— Exercise instructions —
Set down all the lines below, each one exactly as shown.

********

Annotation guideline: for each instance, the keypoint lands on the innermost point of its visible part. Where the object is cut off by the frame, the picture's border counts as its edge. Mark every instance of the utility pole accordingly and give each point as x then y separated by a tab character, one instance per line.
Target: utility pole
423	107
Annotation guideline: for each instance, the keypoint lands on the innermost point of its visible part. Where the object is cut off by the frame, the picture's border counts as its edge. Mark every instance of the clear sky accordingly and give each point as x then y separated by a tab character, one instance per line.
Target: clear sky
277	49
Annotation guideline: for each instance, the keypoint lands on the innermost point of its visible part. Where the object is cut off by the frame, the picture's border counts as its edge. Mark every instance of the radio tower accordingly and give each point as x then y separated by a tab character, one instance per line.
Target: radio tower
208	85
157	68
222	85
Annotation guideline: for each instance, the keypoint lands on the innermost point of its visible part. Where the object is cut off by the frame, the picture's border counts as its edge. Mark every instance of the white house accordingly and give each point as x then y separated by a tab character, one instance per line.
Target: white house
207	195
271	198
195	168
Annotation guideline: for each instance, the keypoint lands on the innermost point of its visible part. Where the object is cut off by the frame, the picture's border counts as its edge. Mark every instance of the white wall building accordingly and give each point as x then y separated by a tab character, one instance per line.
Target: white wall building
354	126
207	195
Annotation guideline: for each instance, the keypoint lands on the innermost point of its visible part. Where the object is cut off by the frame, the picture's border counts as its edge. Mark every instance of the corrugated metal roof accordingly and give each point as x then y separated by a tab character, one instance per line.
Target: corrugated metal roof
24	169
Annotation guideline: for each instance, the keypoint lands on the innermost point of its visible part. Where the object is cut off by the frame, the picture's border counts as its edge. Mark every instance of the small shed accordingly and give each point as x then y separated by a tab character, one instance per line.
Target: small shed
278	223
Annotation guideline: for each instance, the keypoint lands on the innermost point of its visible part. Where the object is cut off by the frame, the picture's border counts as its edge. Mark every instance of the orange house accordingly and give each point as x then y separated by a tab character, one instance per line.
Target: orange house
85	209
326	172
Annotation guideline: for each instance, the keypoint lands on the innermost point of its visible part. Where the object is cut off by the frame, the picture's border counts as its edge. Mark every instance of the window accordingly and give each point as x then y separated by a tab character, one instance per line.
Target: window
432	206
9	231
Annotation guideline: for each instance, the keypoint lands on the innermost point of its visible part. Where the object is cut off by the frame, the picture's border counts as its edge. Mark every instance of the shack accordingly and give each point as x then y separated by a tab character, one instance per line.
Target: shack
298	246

********

— Solution to this task —
Annotation guideline: for each instance, the keypoint lands on the innermost point of its visible part. Where the object is cut off by the frame, the picture's border counts as its edge. Mark every instance of the utility pole accordingly and give each point as x then y separated by a tab character, one instance per line.
Target: utility pole
423	107
Annotation guideline: for each instance, the keypoint lands on the innermost point of its visible part. Where the object is cut off by the frame, the picture's border counts as its edge. Mark every instance of the clear sky accordingly and give each point as x then y separated by a tab character, one instance per line.
Target: clear sky
277	49
Annotation guideline: for each instance, the keypoint lands on the innermost point of its visible part. Where the object is cut off by the frame, the picture's border counts as its edge. Mark every instance of the radio tower accordingly and give each point as x then y separated by a tab character, one instance per line.
Target: radio tower
208	85
157	68
222	85
Annotation guideline: for each instance, the keypoint lands on the innermost point of its visible part. Where the object is cut off by the frame, the picture's border counts as its edge. Mark every instance of the white house accordingly and give each point as x then y separated by a tab character, one instance per line.
Target: white house
207	195
271	198
195	168
Annotation guideline: for each instance, the keypoint lands on the innermost point of its visible part. Where the object is cut off by the frame, the picture's border counts as its edge. Mark every instance of the white wall building accordingly and give each point as x then y separated by a tab character, one instance per line.
Target: white wall building
354	126
207	195
Annotation guideline: for each instance, the keypoint lands on the innermost point of its visible part. Where the object is cut off by the frame, the picture's border counts as its edge. Mark every instance of the corrugated metal roof accordingly and give each point as x then y separated by a tab character, one instance per line.
Target: corrugated metal roof
24	169
Annotation guideline: for each instance, the keypoint lands on the innermost point of its visible part. Where the object is cut off by the frame, the picture's border counts as its edge. Mark every instance of the small shed accordingly and give each point as x then y separated by a tab character, one instance per line.
Target: small shed
278	223
Annotation guideline: for each instance, the keypoint lands on the innermost point of its visible part. Where the object is cut off by the frame, the picture's border counts as its edge. Mark every instance of the orange house accordingly and give each point as x then y separated by a tab character, one instance per line.
Target: orange house
85	209
326	172
Annotation guideline: for each instance, the keypoint lands on the innermost point of its visible part. Where the object is cut off by the frame, the picture's border counts as its edge. Mark every instance of the window accordingly and give each point as x then y separated by a tab character, one instance per line.
Target: window
432	206
9	231
Annotation guideline: for each instance, the keypoint lands on the innermost point of its visible part. Where the object is cut off by the frame, the picture's border counts as its edge. Mark every instance of the shack accordingly and give each point as x then y separated by a tab character, one instance per line.
Target: shack
298	246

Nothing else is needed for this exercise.